[Information supplied]
## Start

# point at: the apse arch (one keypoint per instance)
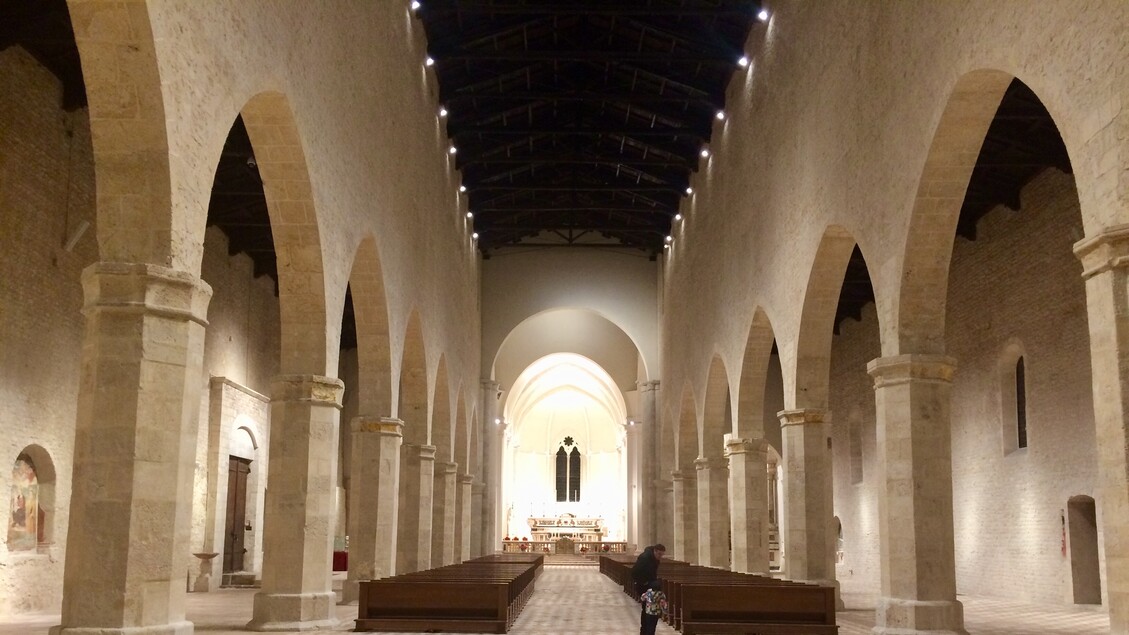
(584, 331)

## End
## Start

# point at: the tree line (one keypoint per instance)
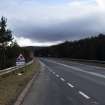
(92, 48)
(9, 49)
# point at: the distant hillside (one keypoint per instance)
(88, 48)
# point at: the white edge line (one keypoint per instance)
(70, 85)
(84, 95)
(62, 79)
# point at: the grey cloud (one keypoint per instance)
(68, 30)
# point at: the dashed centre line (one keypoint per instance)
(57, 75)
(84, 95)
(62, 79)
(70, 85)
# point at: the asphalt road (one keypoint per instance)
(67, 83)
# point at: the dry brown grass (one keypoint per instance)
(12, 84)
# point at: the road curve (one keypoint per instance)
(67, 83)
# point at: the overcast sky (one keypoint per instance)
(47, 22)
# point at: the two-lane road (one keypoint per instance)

## End
## Start

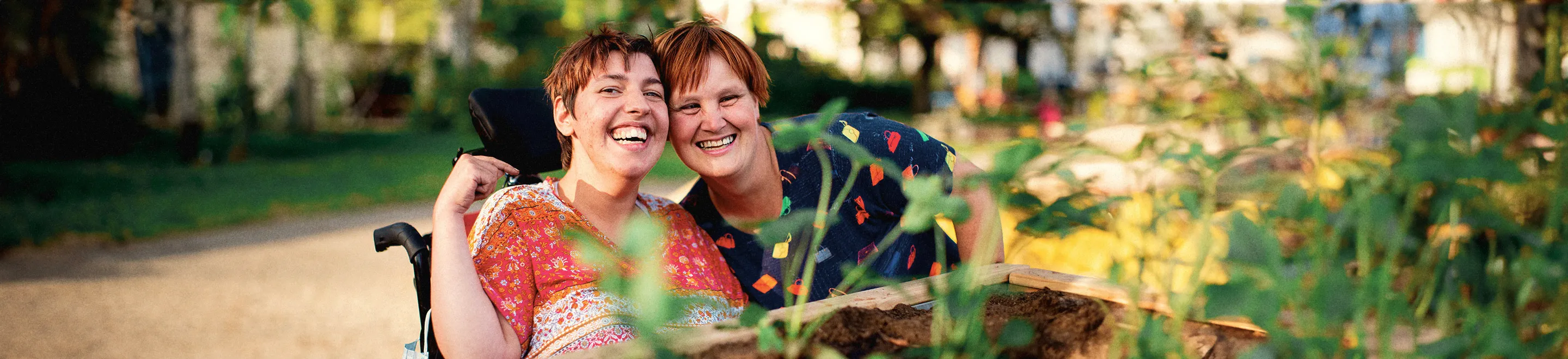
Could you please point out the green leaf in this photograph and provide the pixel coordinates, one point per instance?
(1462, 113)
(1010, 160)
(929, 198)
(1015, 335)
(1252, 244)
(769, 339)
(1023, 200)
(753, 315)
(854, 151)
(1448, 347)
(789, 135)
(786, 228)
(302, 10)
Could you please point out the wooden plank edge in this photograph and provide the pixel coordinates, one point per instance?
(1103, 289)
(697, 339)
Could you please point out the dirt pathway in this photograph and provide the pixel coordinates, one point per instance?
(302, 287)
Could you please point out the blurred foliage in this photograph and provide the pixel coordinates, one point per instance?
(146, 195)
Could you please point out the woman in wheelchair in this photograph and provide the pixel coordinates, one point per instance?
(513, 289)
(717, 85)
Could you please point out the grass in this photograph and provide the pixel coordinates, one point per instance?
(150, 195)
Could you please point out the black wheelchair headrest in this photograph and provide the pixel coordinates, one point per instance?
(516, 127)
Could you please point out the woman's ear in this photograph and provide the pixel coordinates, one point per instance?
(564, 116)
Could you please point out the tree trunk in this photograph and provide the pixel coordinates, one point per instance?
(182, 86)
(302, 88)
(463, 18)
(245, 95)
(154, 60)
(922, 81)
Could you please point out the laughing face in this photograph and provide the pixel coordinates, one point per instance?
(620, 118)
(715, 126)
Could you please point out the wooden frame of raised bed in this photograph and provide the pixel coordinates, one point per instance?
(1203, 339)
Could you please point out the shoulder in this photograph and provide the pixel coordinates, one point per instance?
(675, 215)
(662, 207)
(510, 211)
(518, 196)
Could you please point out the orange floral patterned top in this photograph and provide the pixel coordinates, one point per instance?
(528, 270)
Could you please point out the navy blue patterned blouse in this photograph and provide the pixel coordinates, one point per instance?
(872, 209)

## End

[Task description]
From the items above, pick out each line that contains the word "patterned" and copy it.

[Finished exercise]
Could you please point out the orange floral patterned top in this photograph and provide the pixel coordinates, one point per instance?
Could you please point out the navy blue patterned blouse in this photograph and provide the pixel coordinates, one point per instance?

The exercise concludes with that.